--- Records provided ---
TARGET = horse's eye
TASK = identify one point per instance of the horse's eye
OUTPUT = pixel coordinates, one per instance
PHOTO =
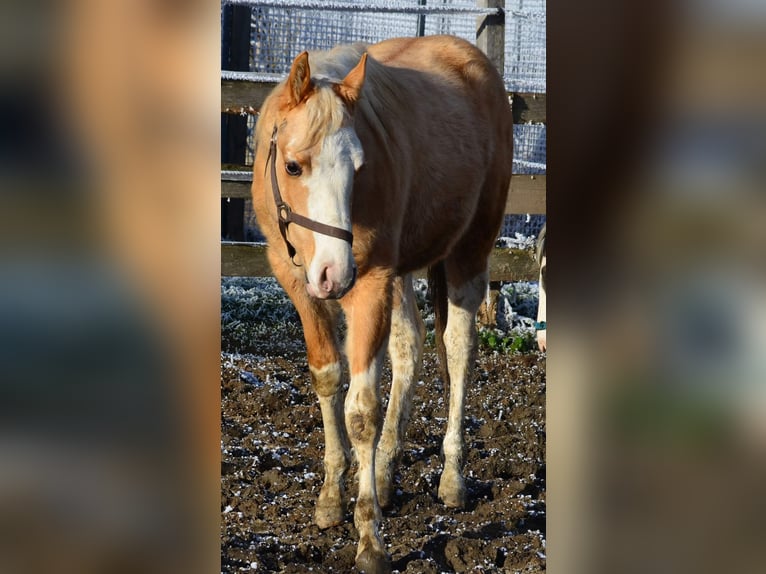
(293, 168)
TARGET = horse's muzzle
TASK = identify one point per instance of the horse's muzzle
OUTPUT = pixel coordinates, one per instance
(330, 285)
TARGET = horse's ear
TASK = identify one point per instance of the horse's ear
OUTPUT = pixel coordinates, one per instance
(351, 86)
(299, 81)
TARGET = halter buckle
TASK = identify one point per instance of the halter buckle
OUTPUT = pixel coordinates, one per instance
(283, 212)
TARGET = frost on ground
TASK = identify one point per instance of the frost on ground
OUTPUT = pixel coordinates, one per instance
(272, 448)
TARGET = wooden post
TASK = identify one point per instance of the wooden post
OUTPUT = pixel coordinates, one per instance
(235, 55)
(490, 33)
(421, 20)
(490, 38)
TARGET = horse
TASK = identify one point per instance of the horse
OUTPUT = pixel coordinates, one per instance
(372, 162)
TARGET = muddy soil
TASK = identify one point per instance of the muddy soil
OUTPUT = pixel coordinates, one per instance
(272, 443)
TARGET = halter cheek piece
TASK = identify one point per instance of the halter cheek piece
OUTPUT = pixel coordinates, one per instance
(286, 215)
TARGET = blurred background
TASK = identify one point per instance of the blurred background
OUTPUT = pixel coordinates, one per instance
(657, 297)
(109, 313)
(109, 294)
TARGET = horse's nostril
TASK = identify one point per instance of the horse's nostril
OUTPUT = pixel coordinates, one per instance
(324, 279)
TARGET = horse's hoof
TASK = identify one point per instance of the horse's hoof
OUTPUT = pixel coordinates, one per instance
(327, 515)
(452, 491)
(371, 561)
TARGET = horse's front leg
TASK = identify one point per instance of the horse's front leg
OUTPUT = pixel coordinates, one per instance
(368, 313)
(319, 322)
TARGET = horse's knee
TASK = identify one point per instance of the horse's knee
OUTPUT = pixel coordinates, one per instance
(363, 426)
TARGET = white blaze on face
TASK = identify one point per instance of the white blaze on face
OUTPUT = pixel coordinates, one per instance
(329, 201)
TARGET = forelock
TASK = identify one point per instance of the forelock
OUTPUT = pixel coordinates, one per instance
(324, 115)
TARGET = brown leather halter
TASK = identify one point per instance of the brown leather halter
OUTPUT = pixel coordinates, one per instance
(286, 215)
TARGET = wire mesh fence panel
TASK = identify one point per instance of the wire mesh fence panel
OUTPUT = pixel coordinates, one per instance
(281, 30)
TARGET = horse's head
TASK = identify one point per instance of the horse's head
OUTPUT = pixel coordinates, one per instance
(313, 155)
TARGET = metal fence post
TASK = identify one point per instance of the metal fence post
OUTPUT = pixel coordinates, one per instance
(490, 33)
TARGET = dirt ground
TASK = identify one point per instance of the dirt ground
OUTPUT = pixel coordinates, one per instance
(272, 448)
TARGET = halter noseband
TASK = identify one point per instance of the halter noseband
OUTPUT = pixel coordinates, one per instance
(286, 215)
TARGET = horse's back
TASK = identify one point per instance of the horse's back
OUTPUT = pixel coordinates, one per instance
(458, 131)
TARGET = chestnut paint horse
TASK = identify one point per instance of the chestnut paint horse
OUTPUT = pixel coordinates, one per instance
(373, 162)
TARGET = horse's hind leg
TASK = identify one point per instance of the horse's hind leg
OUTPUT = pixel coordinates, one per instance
(464, 298)
(324, 360)
(405, 347)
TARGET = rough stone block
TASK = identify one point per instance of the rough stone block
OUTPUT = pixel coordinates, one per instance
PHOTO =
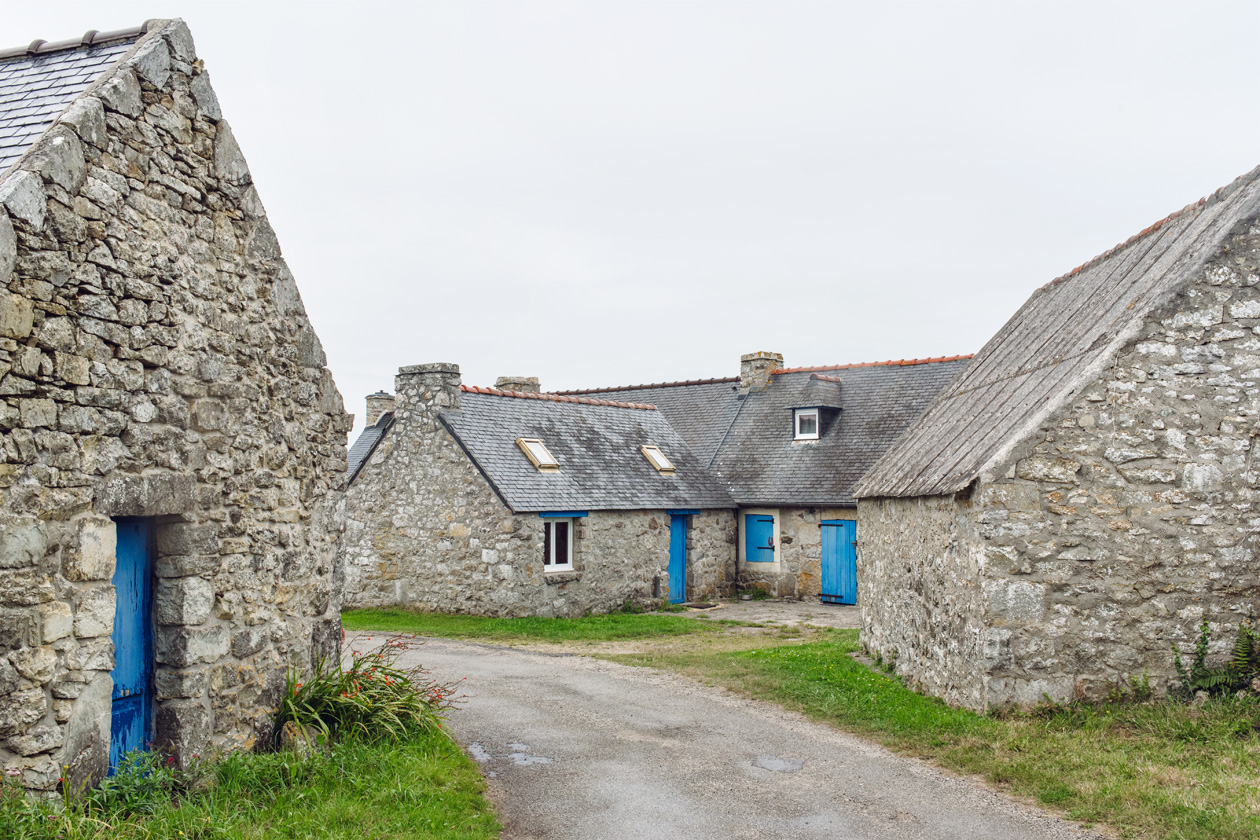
---
Your instructions » Extract all lines of the records above that include "hind".

Task output »
TARGET = horse's hind leg
TASK = identify one point per instance of the horse's hind leg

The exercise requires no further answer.